▸ PROVIDED INFORMATION:
------------------------------

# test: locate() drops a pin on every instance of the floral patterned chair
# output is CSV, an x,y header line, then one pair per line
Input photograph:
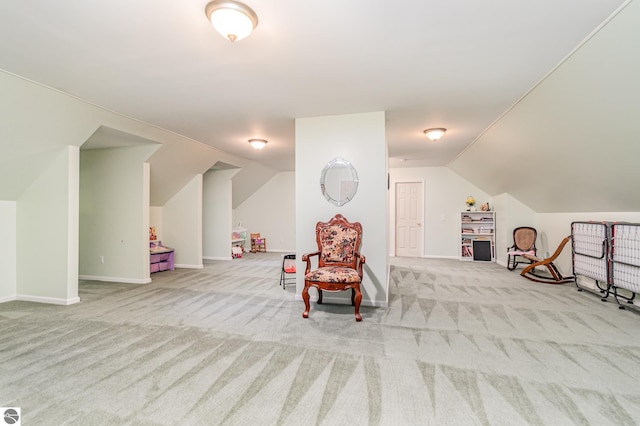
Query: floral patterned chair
x,y
339,262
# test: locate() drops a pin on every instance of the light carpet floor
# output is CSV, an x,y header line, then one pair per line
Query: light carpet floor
x,y
459,344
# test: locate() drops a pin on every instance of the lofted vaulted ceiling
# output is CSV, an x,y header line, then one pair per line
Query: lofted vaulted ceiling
x,y
454,64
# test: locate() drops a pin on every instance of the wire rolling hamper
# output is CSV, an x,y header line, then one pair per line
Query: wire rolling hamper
x,y
589,254
625,261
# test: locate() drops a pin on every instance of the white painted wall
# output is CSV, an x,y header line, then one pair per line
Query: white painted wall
x,y
46,213
114,214
8,237
512,214
445,193
271,211
553,227
155,219
360,139
182,224
217,214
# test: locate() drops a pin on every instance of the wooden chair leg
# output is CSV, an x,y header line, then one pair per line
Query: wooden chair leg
x,y
357,300
305,299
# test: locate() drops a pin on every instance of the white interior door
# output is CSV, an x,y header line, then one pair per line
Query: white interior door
x,y
409,218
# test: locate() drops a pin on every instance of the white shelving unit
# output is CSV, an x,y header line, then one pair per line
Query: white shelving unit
x,y
477,236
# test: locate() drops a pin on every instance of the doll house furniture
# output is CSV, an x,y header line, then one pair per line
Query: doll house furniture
x,y
258,243
339,263
288,271
161,257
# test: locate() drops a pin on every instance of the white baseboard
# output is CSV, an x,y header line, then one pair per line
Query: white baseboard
x,y
11,298
115,279
186,266
49,300
440,257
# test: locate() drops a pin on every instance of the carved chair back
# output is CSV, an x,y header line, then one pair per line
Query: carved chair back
x,y
524,238
338,242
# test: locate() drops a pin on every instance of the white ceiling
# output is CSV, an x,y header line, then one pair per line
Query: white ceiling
x,y
454,64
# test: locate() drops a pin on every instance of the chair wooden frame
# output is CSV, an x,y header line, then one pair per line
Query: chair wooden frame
x,y
554,277
524,242
331,274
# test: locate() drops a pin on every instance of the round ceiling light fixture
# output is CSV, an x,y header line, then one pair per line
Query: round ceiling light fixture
x,y
435,133
257,143
232,19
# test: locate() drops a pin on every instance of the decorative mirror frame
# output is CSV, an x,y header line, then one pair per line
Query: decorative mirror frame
x,y
335,188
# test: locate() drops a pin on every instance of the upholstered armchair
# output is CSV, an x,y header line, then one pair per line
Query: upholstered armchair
x,y
339,263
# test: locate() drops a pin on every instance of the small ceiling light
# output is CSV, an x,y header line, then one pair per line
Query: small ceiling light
x,y
435,134
232,19
257,143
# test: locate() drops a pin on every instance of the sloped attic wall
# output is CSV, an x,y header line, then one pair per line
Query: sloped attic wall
x,y
572,143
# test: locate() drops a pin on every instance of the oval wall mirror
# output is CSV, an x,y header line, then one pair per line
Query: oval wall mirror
x,y
339,181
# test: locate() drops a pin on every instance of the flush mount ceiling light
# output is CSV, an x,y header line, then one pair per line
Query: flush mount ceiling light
x,y
435,134
257,143
232,19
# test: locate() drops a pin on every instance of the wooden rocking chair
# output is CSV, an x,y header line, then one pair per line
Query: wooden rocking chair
x,y
553,276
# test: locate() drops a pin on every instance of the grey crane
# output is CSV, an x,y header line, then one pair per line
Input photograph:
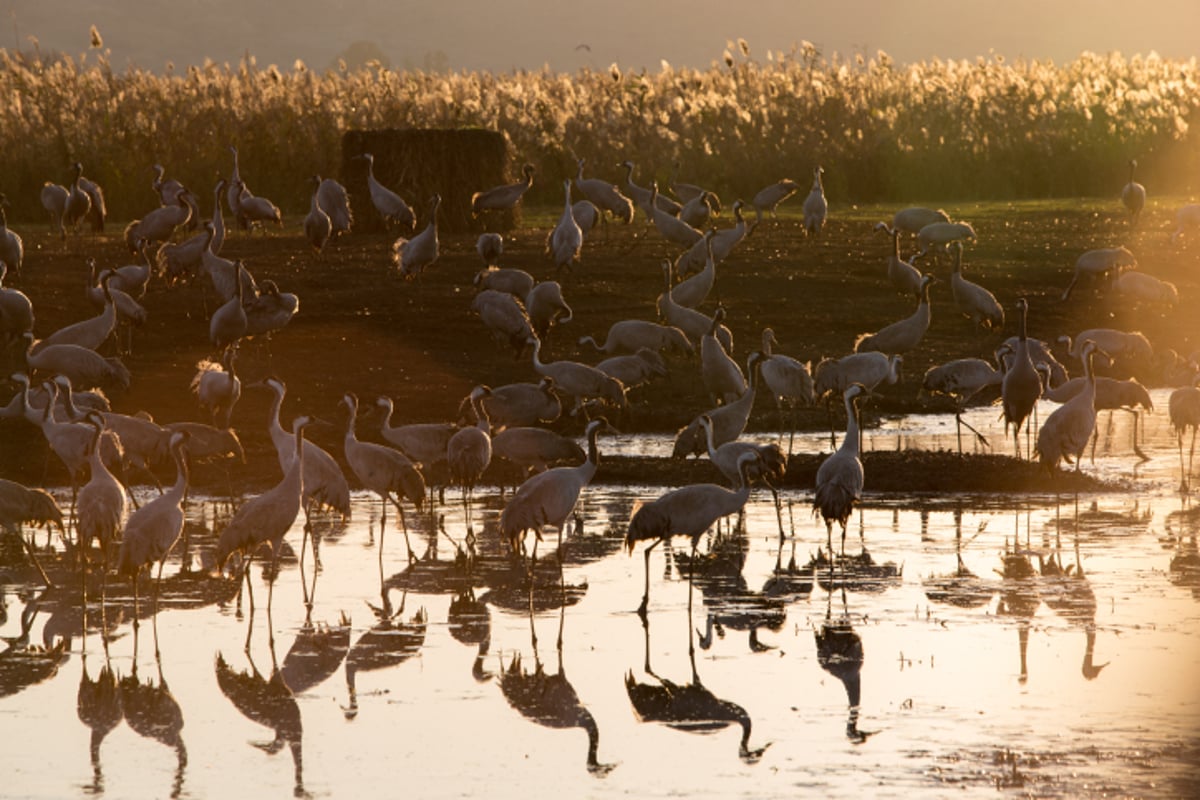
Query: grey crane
x,y
565,240
217,386
840,476
336,203
904,276
1133,196
317,224
1021,386
903,336
1067,431
390,205
633,335
265,519
604,194
151,531
549,498
469,450
787,379
414,256
961,379
973,301
769,197
12,251
815,206
324,485
1183,408
687,511
502,198
384,470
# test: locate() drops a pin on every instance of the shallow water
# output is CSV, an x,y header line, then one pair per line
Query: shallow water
x,y
873,678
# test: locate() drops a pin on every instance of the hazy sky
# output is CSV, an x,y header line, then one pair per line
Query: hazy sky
x,y
502,35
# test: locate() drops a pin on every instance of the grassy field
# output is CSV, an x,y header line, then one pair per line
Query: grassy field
x,y
363,329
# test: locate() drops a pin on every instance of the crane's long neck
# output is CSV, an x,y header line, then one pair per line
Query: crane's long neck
x,y
850,444
180,486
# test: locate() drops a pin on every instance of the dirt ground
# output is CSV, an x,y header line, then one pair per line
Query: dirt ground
x,y
363,329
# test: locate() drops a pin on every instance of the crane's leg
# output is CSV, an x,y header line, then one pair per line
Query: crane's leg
x,y
1137,446
646,593
1183,471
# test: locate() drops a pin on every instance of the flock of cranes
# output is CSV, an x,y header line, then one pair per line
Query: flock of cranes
x,y
521,312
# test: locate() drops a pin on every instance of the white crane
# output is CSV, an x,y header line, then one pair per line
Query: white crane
x,y
324,485
54,200
815,206
546,307
904,276
90,332
643,198
385,471
517,404
768,198
502,198
267,518
160,224
693,292
635,370
633,335
1021,386
729,420
1067,431
269,310
567,239
102,505
78,202
721,376
689,320
255,210
217,386
413,256
604,196
469,451
505,317
1133,196
390,205
671,227
723,244
12,251
834,377
513,281
1183,409
1096,263
961,379
581,382
688,511
905,335
549,498
942,233
840,476
1135,287
84,367
336,203
787,379
490,247
1131,346
916,217
973,301
228,323
317,226
151,531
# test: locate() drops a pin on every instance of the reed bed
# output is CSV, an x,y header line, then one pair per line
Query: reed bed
x,y
983,128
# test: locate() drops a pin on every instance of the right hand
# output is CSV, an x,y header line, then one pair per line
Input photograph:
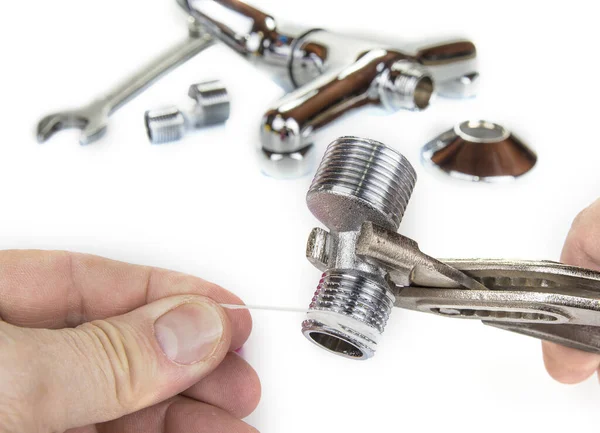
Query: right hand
x,y
582,248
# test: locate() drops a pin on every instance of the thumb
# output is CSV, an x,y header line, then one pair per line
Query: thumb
x,y
106,369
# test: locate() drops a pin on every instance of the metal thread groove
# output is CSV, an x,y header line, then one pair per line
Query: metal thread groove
x,y
355,296
367,170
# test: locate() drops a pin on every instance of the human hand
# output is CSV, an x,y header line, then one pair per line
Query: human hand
x,y
582,248
94,345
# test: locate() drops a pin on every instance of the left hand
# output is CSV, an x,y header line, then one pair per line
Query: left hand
x,y
102,346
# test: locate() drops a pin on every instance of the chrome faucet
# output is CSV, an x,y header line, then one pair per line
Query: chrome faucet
x,y
330,74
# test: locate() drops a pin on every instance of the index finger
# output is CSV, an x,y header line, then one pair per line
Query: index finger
x,y
58,289
582,248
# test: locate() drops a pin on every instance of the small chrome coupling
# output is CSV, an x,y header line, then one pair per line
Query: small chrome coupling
x,y
211,106
359,180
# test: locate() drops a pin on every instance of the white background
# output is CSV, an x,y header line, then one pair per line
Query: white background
x,y
201,206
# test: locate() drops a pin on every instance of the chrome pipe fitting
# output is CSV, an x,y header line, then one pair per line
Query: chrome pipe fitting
x,y
211,106
359,180
332,74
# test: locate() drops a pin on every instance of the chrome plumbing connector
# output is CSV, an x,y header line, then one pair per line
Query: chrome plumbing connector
x,y
358,180
210,106
360,192
329,75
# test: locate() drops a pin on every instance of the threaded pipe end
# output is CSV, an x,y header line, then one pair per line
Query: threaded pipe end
x,y
165,125
348,313
361,180
406,85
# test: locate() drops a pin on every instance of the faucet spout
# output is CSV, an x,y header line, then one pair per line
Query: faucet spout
x,y
333,74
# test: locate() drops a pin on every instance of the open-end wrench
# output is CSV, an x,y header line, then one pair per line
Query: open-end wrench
x,y
92,119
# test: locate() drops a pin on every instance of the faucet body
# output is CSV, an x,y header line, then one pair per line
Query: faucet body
x,y
330,74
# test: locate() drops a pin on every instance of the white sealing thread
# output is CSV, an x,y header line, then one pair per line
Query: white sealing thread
x,y
264,308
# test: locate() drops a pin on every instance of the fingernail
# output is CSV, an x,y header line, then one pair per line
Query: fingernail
x,y
190,333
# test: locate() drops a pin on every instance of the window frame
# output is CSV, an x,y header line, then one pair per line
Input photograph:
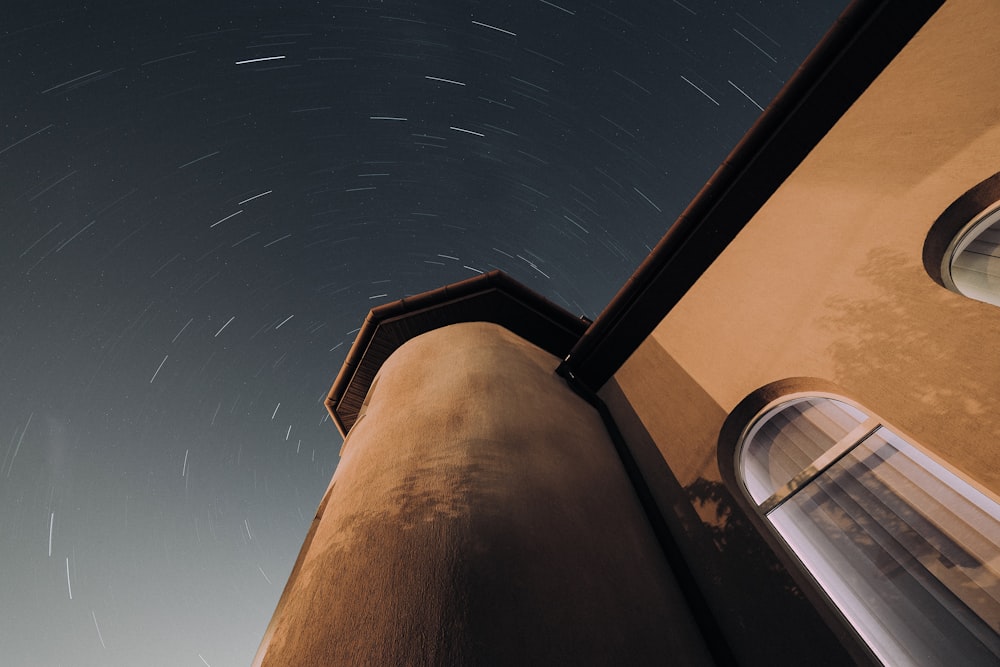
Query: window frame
x,y
953,226
732,439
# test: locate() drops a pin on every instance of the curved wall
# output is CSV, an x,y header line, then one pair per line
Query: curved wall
x,y
479,516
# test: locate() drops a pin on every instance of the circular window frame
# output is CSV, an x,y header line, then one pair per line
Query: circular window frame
x,y
955,226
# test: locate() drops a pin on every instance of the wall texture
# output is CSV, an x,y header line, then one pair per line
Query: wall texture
x,y
479,516
827,281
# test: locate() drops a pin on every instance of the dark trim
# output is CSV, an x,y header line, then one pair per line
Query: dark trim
x,y
866,37
730,437
491,297
962,211
712,634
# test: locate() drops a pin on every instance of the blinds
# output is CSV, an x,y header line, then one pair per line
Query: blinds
x,y
907,550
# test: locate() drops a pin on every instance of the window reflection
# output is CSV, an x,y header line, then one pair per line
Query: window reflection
x,y
906,549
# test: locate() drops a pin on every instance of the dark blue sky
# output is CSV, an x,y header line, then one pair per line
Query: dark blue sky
x,y
199,202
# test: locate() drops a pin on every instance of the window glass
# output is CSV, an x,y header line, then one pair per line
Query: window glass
x,y
907,550
974,260
790,437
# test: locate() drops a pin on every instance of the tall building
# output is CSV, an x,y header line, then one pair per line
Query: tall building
x,y
779,444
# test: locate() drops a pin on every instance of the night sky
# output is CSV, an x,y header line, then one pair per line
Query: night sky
x,y
199,203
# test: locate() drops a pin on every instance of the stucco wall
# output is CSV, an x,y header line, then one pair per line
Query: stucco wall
x,y
479,516
827,280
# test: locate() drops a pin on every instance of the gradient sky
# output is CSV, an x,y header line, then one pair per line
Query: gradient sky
x,y
199,202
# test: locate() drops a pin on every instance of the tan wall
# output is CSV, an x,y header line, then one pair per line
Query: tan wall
x,y
827,279
479,516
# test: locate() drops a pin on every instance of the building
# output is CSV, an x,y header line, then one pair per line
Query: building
x,y
778,444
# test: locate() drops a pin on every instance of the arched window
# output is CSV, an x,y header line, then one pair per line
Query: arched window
x,y
962,248
907,550
973,258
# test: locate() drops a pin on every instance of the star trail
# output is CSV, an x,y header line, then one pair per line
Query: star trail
x,y
200,201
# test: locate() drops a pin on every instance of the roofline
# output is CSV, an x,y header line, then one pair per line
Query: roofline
x,y
388,313
859,46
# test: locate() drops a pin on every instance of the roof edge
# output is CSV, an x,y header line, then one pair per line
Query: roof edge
x,y
386,314
862,42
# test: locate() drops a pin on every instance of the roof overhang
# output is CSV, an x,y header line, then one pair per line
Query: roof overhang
x,y
492,297
861,44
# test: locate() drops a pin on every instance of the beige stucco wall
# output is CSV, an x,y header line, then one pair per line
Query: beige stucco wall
x,y
827,279
479,516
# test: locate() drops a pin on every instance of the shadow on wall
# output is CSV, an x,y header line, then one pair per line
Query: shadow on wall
x,y
920,352
730,533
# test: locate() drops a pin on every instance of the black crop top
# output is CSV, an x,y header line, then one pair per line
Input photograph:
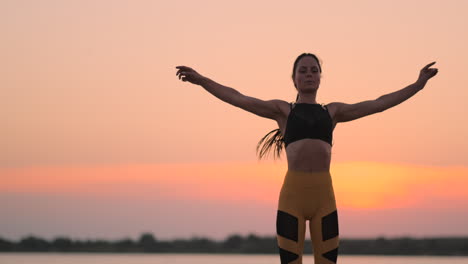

------------------------------

▸ PROMPT:
Please print the rows unchanged, beginning at the line that contains "the shadow on wall" and continuing through the end of the rows, leaving out the pictures.

▸ RESULT OF THIS TASK:
# test: locate() drops a pin on every instance of the shadow on wall
# output is CSV, an x,y header line, then one pair per line
Query: shadow on wall
x,y
920,352
730,533
# test: locate() drops a pin on every instance of the black crop top
# output is CSV, an x,y header line, then one pair per line
Input photograph:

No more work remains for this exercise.